Copy the records from the line containing "the van side" through the end of the records, inclusive, and leave the pictures out of your copy.

Point annotations for photos:
--------

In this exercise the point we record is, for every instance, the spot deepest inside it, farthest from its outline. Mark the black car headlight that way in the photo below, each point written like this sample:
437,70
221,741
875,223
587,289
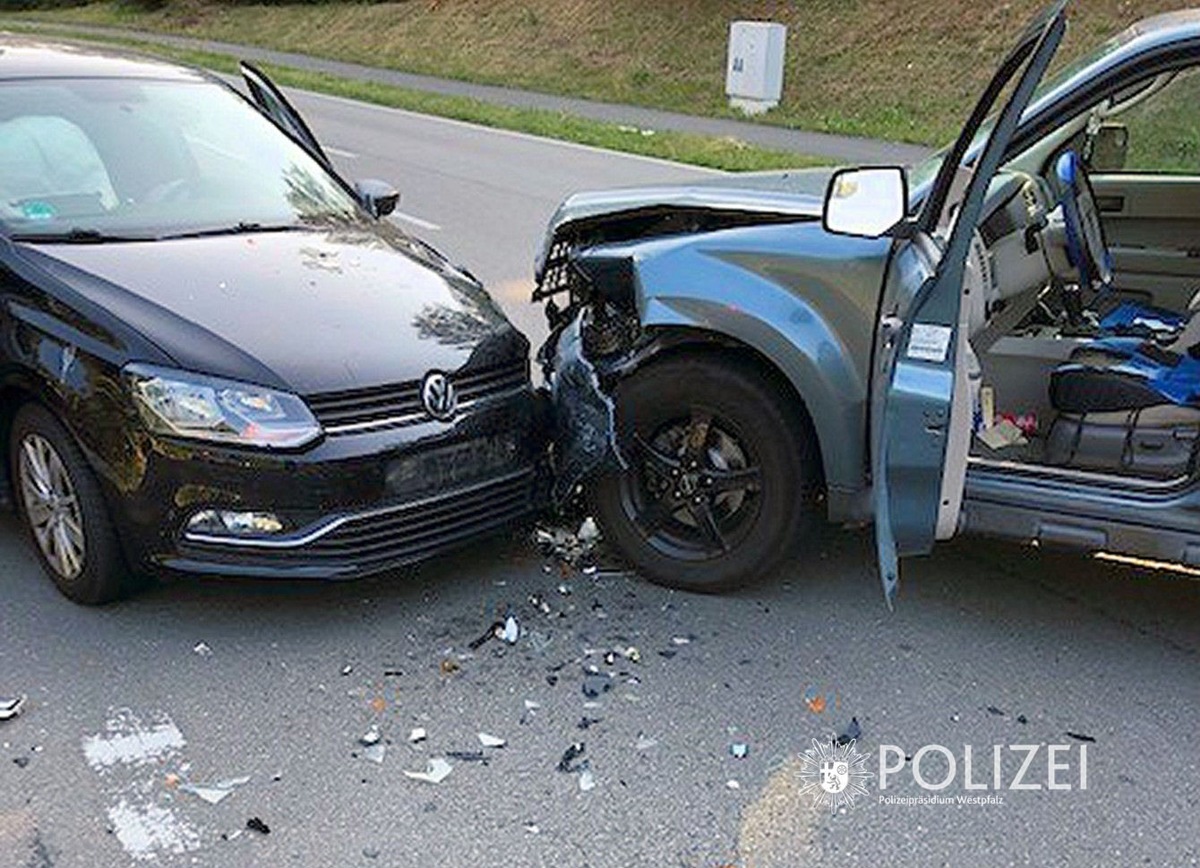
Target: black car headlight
190,405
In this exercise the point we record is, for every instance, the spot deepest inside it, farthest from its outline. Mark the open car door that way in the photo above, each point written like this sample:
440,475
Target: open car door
275,106
918,441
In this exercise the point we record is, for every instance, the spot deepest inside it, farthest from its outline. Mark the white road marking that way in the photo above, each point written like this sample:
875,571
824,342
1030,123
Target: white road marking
417,221
510,133
127,741
129,755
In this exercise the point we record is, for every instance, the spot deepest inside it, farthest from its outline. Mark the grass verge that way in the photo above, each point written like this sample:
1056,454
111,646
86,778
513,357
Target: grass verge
726,154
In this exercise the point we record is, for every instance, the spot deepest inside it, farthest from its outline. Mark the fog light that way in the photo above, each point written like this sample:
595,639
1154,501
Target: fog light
231,524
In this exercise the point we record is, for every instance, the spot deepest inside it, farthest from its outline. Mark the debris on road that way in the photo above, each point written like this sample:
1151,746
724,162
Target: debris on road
436,771
11,706
213,794
595,683
370,737
468,755
567,764
852,732
256,825
587,779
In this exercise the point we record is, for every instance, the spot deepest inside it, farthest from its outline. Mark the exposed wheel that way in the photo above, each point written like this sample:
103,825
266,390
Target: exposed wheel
723,474
60,504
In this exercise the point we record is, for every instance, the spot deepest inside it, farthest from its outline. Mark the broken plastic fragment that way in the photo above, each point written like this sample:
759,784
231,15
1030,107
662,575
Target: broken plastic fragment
595,683
853,731
214,794
436,771
370,737
256,825
567,764
10,706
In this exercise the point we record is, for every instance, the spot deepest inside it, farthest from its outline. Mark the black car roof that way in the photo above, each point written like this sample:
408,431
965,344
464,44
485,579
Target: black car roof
37,58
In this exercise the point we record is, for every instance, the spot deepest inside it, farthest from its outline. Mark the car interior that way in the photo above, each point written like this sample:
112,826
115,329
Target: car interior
1081,295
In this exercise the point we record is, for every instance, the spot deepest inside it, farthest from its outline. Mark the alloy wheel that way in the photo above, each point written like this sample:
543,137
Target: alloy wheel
52,506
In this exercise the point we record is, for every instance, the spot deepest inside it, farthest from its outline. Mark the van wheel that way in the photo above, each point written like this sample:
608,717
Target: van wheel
723,474
63,510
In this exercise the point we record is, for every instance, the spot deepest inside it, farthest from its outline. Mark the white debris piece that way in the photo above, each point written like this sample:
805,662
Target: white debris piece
436,771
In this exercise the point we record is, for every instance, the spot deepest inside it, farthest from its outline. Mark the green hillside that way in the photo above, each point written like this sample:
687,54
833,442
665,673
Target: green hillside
887,69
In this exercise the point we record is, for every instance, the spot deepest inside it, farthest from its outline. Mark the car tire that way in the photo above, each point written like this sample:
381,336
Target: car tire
690,429
60,504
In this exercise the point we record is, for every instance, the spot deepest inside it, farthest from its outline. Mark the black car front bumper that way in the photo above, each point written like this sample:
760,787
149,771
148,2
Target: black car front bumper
352,506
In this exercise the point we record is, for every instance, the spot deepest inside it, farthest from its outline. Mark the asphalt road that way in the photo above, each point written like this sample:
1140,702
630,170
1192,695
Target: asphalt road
990,645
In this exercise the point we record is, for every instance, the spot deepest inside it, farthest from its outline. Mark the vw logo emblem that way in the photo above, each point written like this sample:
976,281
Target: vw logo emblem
438,395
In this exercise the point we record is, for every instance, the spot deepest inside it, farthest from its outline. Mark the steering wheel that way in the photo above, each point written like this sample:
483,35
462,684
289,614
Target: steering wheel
1086,247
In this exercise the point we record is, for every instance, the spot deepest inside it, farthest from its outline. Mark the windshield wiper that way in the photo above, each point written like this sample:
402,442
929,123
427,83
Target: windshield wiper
239,228
75,235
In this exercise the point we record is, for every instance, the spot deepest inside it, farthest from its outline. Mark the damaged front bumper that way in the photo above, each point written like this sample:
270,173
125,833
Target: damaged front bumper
585,429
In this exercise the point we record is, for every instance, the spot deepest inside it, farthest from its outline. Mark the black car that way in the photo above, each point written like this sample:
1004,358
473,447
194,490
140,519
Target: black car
217,357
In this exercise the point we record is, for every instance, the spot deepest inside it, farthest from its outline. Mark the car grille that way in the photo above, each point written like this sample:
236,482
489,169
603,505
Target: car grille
396,536
388,406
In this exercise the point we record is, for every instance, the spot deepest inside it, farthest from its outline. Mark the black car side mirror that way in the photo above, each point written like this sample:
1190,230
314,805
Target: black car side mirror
378,197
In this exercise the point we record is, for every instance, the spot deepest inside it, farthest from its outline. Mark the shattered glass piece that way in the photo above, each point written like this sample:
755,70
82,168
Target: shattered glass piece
595,683
370,737
436,771
256,825
587,779
573,753
468,755
11,706
853,731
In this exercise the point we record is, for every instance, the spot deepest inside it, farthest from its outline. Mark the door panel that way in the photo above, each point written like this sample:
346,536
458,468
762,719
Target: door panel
1152,223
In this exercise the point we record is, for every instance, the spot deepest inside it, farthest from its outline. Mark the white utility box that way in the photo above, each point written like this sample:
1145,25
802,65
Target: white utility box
754,78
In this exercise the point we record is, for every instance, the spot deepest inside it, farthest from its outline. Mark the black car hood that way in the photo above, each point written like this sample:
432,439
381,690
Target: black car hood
312,311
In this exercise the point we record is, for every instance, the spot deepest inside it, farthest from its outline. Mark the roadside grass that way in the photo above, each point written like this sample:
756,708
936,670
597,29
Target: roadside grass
725,154
885,69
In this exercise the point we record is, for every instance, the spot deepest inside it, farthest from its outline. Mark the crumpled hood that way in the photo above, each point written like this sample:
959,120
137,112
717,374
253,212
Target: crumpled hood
799,192
311,311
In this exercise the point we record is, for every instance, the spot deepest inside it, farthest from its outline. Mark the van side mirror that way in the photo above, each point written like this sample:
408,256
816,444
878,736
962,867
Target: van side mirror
1108,148
378,197
865,203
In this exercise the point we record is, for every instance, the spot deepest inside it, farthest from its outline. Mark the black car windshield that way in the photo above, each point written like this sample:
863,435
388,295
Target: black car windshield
89,160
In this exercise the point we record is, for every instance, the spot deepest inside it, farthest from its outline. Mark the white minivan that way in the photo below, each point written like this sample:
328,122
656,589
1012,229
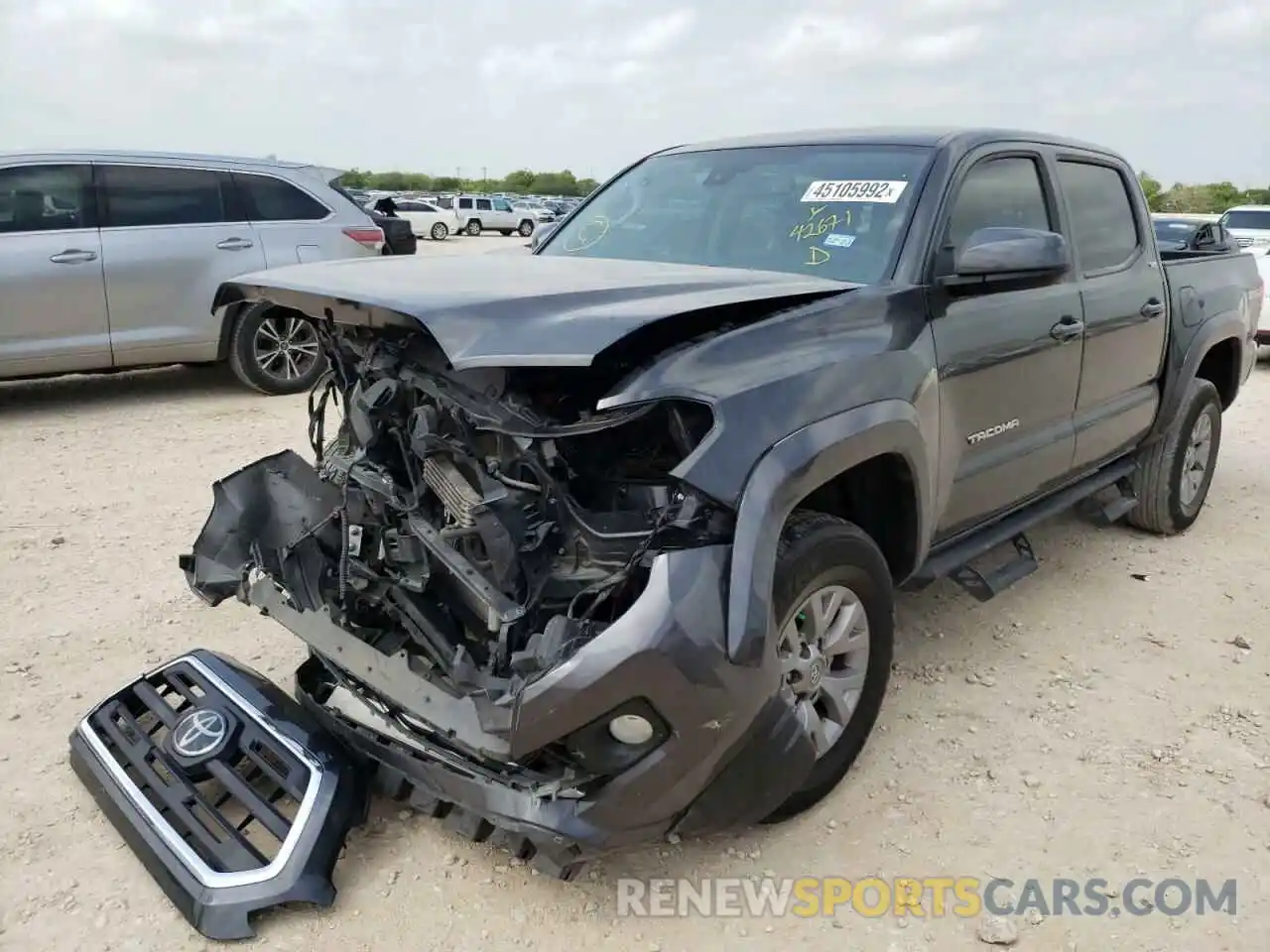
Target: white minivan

--------

Solution below:
In this exercise the point we record is, for every instance, the spot deepest inside it, farthest from its outline. Mark the van side mirror that way in the photo above, each point written like this sample:
408,256
816,444
878,736
962,867
Target: van side mirror
1108,148
378,197
865,203
In this exercise the point we record is, for every instance, the spot deepest inside it, farthest from its outline. Mark the black car windshield that way in the photo above, each point written like this sample:
863,435
388,295
Target: black car windshield
89,160
In this exercise the point we record is, for every instance, the spot deepest inside it, farthest from its outline. Mark the white minivan that way in the photo below, each point written like this sample:
328,122
656,589
1012,229
Target: white minivan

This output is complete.